Chapter 7, Problem 68GP

To determine

To show: The speed of the car A before applying the brakes is exceeding $90\text{km}/\text{h}$ .

Explanation of Solution

Given:

The mass of the car A is $m_1=1,900\text{ kg}$ .

The mass of the car B is $m_2=1,100\text{ kg}$ .

The initial velocity of car B is $u_2=0$ .

The distance traveled by the car A before the collision is $x_{\text{A}}=15\text{ m}$ .

The distance traveled by the car A after the collision is $x_{\text{A}}{}^{\prime }=18\text{ m}$ .

The distance traveled by the car B after the collision is $x_{\text{B}}{}^{\prime }=30\text{ m}$ .

The coefficient of kinetic friction is ${\mu }_{\text{k}}=0.6$ .

Formula used:

The expression for the distance can be sliding with respect to the change in kinetic energy is,

  $-{\mu }_{\text{k}}g\Delta x=\frac{1}{2}\left(v_{\text{f}}^{\text{2}}-v_{\text{i}}^{\text{2}}\right)$

Here, ${\mu }_{\text{k}}$ is the coefficient of kinetic friction, g is the acceleration due to gravity, $\Delta x$ is the slid distance, $v_{\text{f}}$ is the final velocity, and $v_{\text{i}}$ is the initial velocity.

The expression for law of conservation of momentum is,

  $m_1{u}_1+m_2{u}_2=m_1{v}_1+m_2{v}_2$

Here, $m_1$ is the mass of the car B, $m_2$ is the mass of car B, $u_1$ is the initial velocity of car B, $u_2$ is the initial velocity of the car B, $v_1$ is the final velocity of car B, and $v_2$ is the final velocity of the car B.

Calculation:

Consider the acceleration due to gravity as $g=9.8\text{m}/{\text{s}}^{\text{2}}$ .

Consider the final velocity of car A and car B in this collision is $v_{\text{fA}}=v_{\text{fB}}=0$ .

▶ [EXERCISE]:
Carry on the car collision solution from the point where it stops. The data after this sentence is not needed.

[Location labeling records]
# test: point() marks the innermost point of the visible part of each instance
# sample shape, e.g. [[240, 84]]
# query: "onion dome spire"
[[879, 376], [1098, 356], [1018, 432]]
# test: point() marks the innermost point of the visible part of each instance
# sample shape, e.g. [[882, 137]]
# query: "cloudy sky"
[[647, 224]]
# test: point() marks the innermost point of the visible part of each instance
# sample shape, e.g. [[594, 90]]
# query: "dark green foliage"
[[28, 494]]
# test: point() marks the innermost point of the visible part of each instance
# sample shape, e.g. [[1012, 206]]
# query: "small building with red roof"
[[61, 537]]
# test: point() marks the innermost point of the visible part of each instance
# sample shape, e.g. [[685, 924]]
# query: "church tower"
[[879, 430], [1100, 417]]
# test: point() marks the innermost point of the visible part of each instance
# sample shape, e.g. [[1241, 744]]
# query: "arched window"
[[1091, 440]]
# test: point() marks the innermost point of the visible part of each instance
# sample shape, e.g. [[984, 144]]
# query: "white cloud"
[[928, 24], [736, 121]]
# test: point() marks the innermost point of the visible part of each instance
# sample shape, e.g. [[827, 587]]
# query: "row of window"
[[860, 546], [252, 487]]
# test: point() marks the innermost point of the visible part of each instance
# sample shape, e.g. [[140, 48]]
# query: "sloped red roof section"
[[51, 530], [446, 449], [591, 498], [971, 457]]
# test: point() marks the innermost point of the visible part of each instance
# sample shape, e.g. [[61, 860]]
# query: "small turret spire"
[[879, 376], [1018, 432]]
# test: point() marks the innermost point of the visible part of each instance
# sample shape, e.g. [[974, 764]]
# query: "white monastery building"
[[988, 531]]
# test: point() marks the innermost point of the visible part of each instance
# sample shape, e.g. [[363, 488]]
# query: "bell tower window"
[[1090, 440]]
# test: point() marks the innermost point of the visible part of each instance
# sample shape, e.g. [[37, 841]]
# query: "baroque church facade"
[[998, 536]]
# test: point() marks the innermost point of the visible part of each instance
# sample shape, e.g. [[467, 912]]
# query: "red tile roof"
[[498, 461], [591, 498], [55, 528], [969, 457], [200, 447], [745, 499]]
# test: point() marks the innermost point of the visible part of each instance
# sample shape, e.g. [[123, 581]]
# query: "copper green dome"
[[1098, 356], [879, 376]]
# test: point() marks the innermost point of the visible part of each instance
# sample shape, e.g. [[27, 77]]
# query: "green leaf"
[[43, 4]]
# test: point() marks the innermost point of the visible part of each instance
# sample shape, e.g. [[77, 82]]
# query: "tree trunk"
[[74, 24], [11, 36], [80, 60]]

▶ [THE RESPONSE]:
The velocity of car A after collision is,

  $\begin{array}{l}-{\mu }_{\text{k}}g{x}_{\text{A}}{}^{\prime }=\frac{1}{2}\left(v_{\text{f}}^{\text{2}}-v_{\text{i}}^{\text{2}}\right)\\ -\left(0.60\right)\left(9.8\text{m}/{\text{s}}^{\text{2}}\right)\left(18\text{ m}\right)=\frac{1}{2}\left(0-v_{\text{1}}^{\text{2}}\right)\\ -211.68=-v_{\text{1}}^{\text{2}}\\ v_{\text{1}}=14.55\text{m}/\text{s}\end{array}$

The velocity of car B after collision is,

  $\begin{array}{l}-{\mu }_{\text{k}}g{x}_{\text{B}}{}^{\prime }=\frac{1}{2}\left(v_{\text{f}}^{\text{2}}-v_{\text{i}}^{\text{2}}\right)\\ -\left(0.60\right)\left(9.8\text{m}/{\text{s}}^{\text{2}}\right)\left(\text{30 m}\right)=\frac{1}{2}\left(0-v_{\text{2}}^{\text{2}}\right)\\ -352.8=-v_{\text{2}}^{\text{2}}\\ v_{\text{2}}=18.78\text{m}/\text{s}\end{array}$

The velocity of car B after collision is,

  $\begin{array}{l}{m}_1{u}_1+m_2{u}_2=m_1{v}_1+m_2{v}_2\\ \left(1,900\text{ kg}\right)u_1+\left(1,100\text{ kg}\right)\left(0\right)=\left(1,900\text{ kg}\right)\left(14.55\text{m}/\text{s}\right)+\left(1,100\text{ kg}\right)\left(18.78\text{m}/\text{s}\right)\\ 1,900u_1=48,303\\ u_1=25.42\text{m}/\text{s}\end{array}$

Consider the final velocity of car A when the break were first applied is $v_{\text{f}}=u_1$ .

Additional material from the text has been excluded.